--- RECORDS SHOWN ---
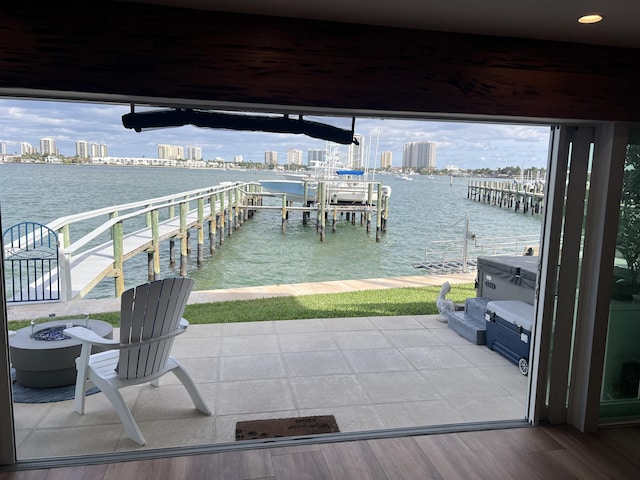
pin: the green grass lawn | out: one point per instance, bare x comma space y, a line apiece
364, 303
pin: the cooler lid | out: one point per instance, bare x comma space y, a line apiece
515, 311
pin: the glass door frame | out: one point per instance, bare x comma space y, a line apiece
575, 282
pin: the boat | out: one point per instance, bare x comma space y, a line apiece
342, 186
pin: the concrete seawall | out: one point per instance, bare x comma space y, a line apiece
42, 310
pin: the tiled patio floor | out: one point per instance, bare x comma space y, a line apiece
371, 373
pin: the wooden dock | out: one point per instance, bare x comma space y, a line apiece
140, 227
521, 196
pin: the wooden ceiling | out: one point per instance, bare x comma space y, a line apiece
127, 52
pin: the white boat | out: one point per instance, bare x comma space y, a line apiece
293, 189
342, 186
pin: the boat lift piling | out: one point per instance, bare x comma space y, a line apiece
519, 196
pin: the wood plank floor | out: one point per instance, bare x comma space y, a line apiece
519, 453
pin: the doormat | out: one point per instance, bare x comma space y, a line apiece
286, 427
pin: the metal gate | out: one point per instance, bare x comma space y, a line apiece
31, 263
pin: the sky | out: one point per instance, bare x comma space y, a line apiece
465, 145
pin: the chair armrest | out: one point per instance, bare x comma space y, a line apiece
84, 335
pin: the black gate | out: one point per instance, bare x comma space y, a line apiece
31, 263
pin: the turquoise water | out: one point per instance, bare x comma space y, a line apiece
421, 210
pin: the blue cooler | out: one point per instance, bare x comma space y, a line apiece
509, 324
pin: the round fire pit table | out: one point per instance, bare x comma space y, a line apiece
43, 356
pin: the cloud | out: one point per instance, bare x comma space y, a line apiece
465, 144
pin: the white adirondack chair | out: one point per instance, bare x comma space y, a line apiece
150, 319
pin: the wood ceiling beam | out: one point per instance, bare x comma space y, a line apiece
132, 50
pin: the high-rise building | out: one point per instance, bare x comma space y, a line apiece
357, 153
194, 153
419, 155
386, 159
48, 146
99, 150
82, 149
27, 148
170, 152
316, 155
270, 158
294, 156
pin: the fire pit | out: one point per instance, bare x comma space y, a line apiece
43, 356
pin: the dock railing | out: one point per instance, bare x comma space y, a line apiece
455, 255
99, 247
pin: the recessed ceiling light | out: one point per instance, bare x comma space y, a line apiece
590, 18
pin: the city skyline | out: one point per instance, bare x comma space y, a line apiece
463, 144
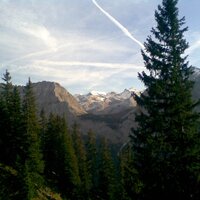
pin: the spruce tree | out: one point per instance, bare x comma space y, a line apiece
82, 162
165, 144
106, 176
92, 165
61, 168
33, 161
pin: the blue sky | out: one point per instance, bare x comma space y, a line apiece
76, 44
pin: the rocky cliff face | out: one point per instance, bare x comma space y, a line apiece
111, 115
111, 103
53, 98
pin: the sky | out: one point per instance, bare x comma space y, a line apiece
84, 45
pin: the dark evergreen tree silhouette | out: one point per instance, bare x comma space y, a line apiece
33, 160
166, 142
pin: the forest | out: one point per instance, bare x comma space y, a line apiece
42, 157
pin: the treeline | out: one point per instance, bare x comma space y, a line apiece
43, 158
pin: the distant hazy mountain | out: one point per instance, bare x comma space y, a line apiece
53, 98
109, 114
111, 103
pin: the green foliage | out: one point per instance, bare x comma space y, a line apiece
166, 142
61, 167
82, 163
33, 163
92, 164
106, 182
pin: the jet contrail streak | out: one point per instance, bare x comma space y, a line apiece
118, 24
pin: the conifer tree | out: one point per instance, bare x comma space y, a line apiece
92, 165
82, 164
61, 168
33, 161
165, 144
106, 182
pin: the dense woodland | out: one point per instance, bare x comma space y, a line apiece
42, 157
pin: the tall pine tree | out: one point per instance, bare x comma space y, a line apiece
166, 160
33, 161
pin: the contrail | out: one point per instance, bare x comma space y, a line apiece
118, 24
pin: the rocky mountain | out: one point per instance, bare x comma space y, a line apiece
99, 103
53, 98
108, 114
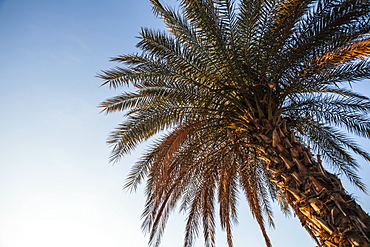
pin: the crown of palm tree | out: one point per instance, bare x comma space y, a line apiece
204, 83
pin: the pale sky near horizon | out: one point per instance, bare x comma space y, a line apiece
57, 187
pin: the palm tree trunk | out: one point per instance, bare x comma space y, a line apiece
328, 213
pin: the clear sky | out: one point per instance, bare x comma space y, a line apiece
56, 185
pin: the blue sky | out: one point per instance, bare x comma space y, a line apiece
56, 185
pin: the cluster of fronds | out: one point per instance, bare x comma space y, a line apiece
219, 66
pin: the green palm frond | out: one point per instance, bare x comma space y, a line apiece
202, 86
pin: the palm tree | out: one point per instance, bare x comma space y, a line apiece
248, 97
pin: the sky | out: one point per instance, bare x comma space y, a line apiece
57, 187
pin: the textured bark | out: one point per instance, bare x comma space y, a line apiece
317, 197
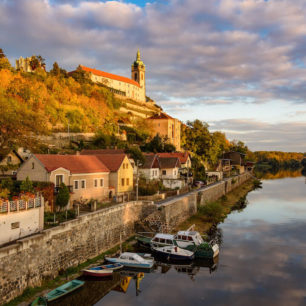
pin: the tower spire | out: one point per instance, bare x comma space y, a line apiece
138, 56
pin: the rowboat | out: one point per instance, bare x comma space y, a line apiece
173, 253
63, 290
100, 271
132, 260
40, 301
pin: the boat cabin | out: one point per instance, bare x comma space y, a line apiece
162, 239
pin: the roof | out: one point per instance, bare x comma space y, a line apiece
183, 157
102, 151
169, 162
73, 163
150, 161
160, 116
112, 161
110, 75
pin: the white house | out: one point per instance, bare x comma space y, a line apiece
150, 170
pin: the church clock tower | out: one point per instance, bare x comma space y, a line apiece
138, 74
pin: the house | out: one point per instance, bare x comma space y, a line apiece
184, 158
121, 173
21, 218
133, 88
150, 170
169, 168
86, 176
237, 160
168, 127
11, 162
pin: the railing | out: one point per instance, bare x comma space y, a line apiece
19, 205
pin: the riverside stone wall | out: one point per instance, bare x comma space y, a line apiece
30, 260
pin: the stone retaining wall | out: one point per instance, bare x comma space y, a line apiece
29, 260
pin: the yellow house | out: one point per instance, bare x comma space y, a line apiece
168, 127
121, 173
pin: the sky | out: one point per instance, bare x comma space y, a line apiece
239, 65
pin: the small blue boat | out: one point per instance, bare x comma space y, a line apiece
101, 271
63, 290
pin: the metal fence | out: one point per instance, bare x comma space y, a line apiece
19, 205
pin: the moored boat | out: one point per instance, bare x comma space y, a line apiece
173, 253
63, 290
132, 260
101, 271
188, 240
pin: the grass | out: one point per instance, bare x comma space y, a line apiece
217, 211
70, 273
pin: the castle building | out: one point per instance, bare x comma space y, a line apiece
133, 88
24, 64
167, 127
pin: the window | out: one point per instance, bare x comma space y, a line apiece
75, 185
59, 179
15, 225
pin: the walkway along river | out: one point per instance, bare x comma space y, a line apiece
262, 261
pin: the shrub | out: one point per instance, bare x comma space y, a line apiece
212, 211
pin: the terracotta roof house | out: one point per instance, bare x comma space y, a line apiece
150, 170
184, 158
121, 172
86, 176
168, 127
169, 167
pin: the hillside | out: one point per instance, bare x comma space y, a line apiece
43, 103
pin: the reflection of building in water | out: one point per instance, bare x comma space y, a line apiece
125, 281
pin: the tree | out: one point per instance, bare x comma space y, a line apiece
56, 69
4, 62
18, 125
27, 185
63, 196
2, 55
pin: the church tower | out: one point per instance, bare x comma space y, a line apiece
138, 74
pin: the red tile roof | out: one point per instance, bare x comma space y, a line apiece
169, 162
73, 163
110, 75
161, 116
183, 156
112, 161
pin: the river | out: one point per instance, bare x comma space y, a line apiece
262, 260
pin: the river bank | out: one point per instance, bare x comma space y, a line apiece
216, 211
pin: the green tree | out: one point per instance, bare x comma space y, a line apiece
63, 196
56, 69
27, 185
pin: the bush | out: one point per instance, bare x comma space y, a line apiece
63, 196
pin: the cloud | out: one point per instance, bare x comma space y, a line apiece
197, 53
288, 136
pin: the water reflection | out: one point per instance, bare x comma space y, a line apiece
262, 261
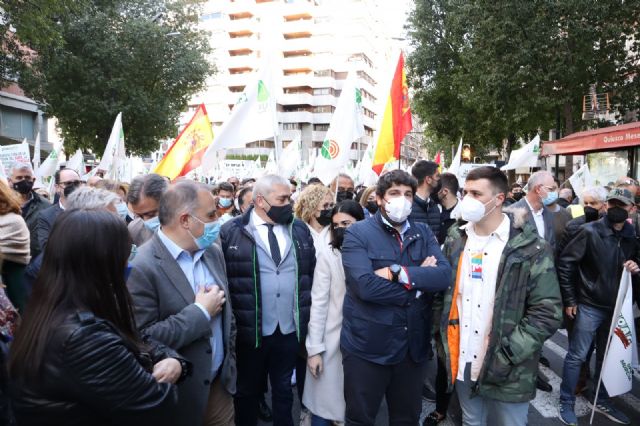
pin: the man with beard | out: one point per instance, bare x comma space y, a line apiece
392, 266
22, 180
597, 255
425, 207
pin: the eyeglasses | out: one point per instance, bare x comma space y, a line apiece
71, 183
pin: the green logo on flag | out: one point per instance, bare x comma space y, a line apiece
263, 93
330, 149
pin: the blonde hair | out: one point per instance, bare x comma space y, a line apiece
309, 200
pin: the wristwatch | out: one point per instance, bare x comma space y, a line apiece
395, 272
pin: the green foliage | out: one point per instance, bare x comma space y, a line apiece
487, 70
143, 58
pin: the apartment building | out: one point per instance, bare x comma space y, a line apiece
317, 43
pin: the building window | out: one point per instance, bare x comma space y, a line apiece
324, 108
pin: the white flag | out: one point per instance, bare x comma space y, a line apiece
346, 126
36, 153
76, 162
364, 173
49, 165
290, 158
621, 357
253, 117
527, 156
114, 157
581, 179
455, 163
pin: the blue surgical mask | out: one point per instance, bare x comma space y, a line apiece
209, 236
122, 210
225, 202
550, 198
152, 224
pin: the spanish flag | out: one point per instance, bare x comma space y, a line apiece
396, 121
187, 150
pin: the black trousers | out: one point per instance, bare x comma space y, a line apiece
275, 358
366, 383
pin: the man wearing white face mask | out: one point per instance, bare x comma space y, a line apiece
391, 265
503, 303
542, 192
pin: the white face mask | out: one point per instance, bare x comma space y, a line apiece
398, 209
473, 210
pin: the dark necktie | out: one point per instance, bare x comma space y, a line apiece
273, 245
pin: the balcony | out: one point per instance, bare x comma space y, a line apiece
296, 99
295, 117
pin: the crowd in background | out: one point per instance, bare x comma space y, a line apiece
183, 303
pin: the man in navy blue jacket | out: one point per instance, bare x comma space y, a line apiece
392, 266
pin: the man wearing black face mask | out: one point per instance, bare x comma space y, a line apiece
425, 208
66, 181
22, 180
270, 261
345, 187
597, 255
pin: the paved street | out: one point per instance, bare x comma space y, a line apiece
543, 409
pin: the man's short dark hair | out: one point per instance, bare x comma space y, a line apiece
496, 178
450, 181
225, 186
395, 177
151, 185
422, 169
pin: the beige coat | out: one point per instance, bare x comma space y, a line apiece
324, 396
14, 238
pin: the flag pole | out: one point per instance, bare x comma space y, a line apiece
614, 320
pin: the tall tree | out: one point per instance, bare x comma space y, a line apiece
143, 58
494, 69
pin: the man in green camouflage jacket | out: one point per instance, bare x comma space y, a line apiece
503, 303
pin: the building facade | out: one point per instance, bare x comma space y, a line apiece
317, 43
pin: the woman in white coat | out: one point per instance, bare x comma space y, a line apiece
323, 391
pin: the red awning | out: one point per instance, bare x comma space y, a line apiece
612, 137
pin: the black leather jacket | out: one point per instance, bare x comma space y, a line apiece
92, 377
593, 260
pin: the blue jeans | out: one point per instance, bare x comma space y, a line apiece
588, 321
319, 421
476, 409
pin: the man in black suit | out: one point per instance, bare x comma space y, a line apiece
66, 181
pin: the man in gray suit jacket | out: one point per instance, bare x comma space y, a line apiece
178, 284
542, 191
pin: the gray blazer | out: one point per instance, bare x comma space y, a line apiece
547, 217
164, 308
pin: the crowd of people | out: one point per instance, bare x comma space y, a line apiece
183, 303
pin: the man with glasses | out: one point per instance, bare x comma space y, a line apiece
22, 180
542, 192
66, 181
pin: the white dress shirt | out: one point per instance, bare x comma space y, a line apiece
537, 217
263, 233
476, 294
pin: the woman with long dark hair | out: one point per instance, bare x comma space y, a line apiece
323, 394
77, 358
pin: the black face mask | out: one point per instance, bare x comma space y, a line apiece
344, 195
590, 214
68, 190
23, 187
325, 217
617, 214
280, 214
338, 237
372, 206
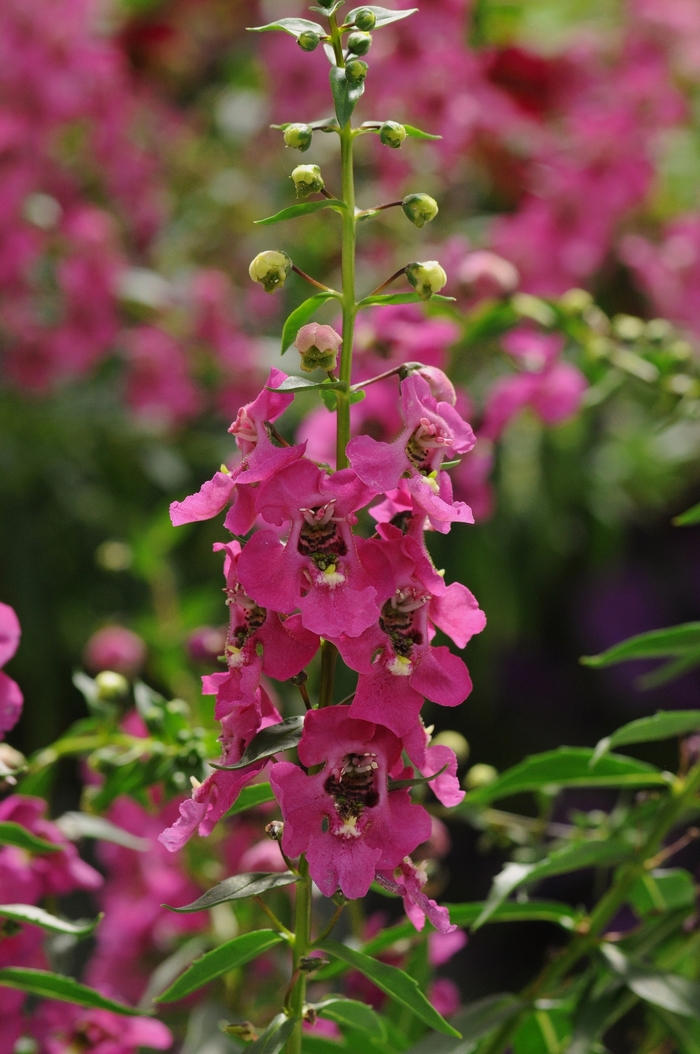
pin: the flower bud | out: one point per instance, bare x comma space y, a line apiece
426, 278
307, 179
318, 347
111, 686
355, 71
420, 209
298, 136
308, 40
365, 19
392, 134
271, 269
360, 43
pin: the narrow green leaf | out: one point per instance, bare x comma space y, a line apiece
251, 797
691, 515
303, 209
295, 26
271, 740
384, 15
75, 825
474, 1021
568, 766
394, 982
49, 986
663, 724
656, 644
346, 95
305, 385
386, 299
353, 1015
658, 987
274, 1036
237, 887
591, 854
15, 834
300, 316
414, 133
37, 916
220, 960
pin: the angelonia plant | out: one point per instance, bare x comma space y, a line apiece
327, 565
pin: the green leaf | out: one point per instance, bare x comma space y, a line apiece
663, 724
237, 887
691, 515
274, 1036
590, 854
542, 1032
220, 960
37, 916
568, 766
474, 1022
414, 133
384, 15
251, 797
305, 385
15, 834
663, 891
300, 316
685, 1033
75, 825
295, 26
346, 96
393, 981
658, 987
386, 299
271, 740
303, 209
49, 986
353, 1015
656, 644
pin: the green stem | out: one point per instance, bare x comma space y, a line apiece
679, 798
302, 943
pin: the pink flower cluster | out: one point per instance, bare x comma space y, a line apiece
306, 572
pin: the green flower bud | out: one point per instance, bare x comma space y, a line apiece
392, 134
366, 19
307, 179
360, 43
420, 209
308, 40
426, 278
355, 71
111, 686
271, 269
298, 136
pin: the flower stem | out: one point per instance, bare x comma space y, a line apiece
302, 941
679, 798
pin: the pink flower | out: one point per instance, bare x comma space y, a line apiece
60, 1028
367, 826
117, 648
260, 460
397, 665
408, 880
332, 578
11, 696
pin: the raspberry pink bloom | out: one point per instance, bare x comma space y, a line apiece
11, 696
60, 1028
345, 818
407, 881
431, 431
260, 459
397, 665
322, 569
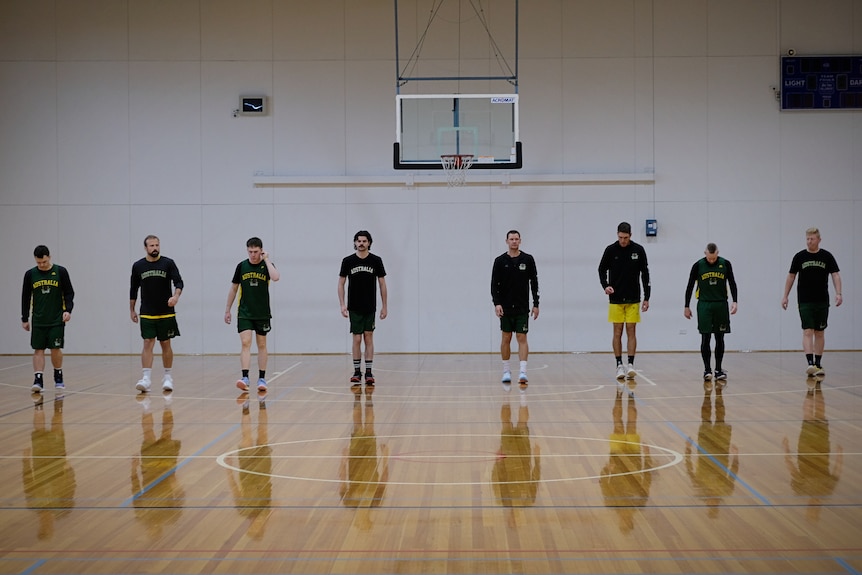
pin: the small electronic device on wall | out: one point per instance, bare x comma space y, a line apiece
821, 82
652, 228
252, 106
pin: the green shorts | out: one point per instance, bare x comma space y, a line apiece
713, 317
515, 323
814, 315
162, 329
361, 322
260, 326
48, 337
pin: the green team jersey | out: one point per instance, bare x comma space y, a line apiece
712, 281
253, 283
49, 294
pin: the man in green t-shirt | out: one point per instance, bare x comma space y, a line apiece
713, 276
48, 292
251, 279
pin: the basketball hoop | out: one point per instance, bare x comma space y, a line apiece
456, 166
---
*BRIEF*. Copy nothing but the lines from the one containing "pin: the green stem" through the last line of the listing above, transcribed exactly and with no pictures.

*SOLUTION TO THIS TASK*.
pin: the green stem | out: one point per instance, bare x comma space y, a line apiece
679, 798
302, 943
pin: the pink flower cluster | out: one point per instance, bare x comma space y, a line apiece
306, 572
pin: the green flower bud | out: one point per instance, bare x comma space y, a line apiece
392, 134
366, 19
307, 179
360, 43
420, 209
308, 40
426, 278
355, 71
111, 686
271, 269
298, 136
pin: the flower stem | out: one point per instance, bare x comma space y, a line apiece
302, 941
679, 798
pin: the pink flower | out: one point per instance, bare x comma space y, a line apiece
60, 1028
367, 826
117, 648
260, 460
397, 665
408, 880
332, 578
11, 696
pin: the raspberry pink bloom | out: one point per instance, bare x comma space y, a line apiece
11, 696
60, 1028
345, 818
407, 881
431, 431
260, 459
397, 665
322, 569
pin: the small electronic device on wall | out: one point per instance, bare x comma space y, a line apiece
821, 82
652, 228
252, 106
pin: the green shorts | out: one point per instance, bare x comma space y, a line apiece
713, 317
515, 323
814, 315
162, 329
361, 322
260, 326
48, 337
pin: the green team jersey | out: one point per instance, bare x comma space y, a line apiece
712, 281
253, 283
49, 294
pin: the man in green t-shirt | out: one point per instance, bare x comma space y, a line apiece
713, 276
48, 292
251, 279
pin: the basketball hoop | out: one point per instance, bare x comma space y, a line apiece
456, 166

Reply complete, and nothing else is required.